◆ **Selection**
He went on to become a professor in his own right, taught at the Scripps Institution of Oceanography in La Jolla, Calif. Five years later, he moved back to Spain, where he was appointed director of marine conservation and ecology — the first person to hold that post — for Spain’s National Council for Scientific Research (CSIC).
Sala felt unfulfilled though. While at Scripps he established the Scripps’ Center for Marine Biodiversity and Conservation.
“What I was doing was simply writing the obituary of the ocean,” he says now. He felt he needed to do more.
He changed course, and became a crusader for the environment rather than a witness after-the-fact. He was inspired in large part by National Geographic Explorer Mike Fay’s groundbreaking MegaTransect of the Congo Basin in 1998 and ‘99 — an expedition that took Fay 465 days to cut his way through 3,200 kms (2,000 miles) of equatorial rainforest.
The distance covered and the discoveries made along the way wasn’t what struck Sala, though.
What struck Sala was that Fay’s expedition convinced then-president Omar Bongo of Gabon to establish 13 national parks. It wasn’t just about adventure, in other words. It was about conserving what was left.
Sala thought, why not do the same for the world’s oceans?
Sala was named a National Geographic Fellow in 2008, where he initiated the Pristine Seas project, a global program to explore, map, document and protect the last wild places in the ocean.
His partner in the project, James Cameron (yes, that James Cameron), was appointed a National Geographic Explorer-in-Residence in 2011. Since then the two have campaigned hard on behalf of the world’s oceans.

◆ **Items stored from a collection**
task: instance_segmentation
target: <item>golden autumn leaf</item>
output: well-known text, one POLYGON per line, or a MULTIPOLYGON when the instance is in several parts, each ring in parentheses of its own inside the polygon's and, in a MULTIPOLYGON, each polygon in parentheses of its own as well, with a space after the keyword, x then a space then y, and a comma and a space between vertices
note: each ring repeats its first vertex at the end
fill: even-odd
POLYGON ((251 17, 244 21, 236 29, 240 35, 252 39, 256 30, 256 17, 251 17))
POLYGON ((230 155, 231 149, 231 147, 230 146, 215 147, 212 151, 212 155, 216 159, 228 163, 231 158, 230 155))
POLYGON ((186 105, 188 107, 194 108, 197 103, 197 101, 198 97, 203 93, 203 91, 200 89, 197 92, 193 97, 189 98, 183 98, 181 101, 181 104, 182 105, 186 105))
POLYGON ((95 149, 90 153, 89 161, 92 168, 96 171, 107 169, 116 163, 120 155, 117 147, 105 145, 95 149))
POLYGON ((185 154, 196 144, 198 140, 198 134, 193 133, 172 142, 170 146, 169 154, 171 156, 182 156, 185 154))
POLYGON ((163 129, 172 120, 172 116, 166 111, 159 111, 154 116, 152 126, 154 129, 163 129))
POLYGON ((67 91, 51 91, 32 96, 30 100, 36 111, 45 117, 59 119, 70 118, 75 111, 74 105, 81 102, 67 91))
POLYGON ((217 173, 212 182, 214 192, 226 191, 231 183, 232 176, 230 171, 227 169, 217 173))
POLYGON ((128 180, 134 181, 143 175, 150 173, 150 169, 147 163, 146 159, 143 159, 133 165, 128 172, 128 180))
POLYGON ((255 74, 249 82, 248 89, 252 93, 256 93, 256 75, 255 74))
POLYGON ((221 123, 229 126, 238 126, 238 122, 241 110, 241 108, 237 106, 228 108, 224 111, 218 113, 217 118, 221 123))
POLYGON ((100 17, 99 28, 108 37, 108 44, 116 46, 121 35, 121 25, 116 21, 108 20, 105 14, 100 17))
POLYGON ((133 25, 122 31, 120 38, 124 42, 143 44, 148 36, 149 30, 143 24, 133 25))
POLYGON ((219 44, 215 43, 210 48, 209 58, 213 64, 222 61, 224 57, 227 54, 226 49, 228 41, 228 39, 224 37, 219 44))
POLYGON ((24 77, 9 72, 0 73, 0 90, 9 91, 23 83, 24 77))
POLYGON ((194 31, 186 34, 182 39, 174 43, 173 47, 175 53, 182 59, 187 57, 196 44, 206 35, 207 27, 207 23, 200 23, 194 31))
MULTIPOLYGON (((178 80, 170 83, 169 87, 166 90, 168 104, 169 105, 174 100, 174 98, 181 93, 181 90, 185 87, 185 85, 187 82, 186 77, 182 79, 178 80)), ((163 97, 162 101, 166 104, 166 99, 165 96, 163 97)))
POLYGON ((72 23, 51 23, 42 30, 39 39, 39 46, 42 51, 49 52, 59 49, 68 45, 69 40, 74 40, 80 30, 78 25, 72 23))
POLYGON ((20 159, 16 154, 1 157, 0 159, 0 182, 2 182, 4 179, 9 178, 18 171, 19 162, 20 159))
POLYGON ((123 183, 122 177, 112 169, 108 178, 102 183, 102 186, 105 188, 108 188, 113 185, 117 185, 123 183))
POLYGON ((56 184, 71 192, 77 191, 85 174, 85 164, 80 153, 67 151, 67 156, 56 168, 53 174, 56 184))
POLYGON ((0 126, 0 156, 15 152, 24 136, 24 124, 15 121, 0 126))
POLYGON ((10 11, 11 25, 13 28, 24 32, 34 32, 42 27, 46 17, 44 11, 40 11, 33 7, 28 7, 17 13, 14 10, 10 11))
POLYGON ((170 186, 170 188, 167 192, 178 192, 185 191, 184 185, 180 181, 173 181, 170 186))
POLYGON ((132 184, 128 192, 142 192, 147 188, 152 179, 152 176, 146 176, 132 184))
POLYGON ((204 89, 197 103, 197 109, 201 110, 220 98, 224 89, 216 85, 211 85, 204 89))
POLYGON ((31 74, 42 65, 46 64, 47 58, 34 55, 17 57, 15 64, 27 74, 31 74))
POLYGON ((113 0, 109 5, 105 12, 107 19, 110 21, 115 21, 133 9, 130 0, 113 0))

◆ **Directives**
(1) Render this sentence from the piece on Sala into Spanish: "Sala thought, why not do the same for the world’s oceans?"
(2) Update the piece on Sala from "He changed course, and" to "of equatorial rainforest.", putting "jungle" in place of "rainforest".
(3) Write what comes next in the piece on Sala's ocean conservation work, picking up after its last sentence.
This material was taken from a separate source.

◆ **Answer set**
(1) Sala pensó: ¿por qué no hacer lo mismo por los océanos del mundo?

(2)
He changed course, and became a crusader for the environment rather than a witness after-the-fact. He was inspired in large part by National Geographic Explorer Mike Fay’s groundbreaking MegaTransect of the Congo Basin in 1998 and ‘99 — an expedition that took Fay 465 days to cut his way through 3,200 kms (2,000 miles) of equatorial jungle.

(3)
Fast-forward 10 years. To date, the Pristine Seas initiative has helped establish 6 million square kms (2.3 million square miles) of marine protected area. That may seem a lot but it is by no means enough, Sala says.
“Today, only seven percent of the ocean worldwide is protected from fishing, oil, drilling, mining and other damaging activities. The science is telling us we need at least 30% of the ocean protected by 2030.
“The good news is that we know that when we give space to the ocean, the ocean comes back spectacularly, marine life returns. The ocean has this amazing resilience, this amazing ability to come back.
“In the last ten years, as you can see with our Pristine Seas film, we have worked with local communities and governments to protect 23 of the largest marine areas in the ocean, covering twice the size of India. And some of these places are still pristine, (which means) you jump in the water and you are immediately surrounded by sharks.
“Other areas are not so pristine. But we see that after a few years, fish and other species can come back. We don't have enough of the ocean protected, but what we have seen in the last ten years gives us hope.”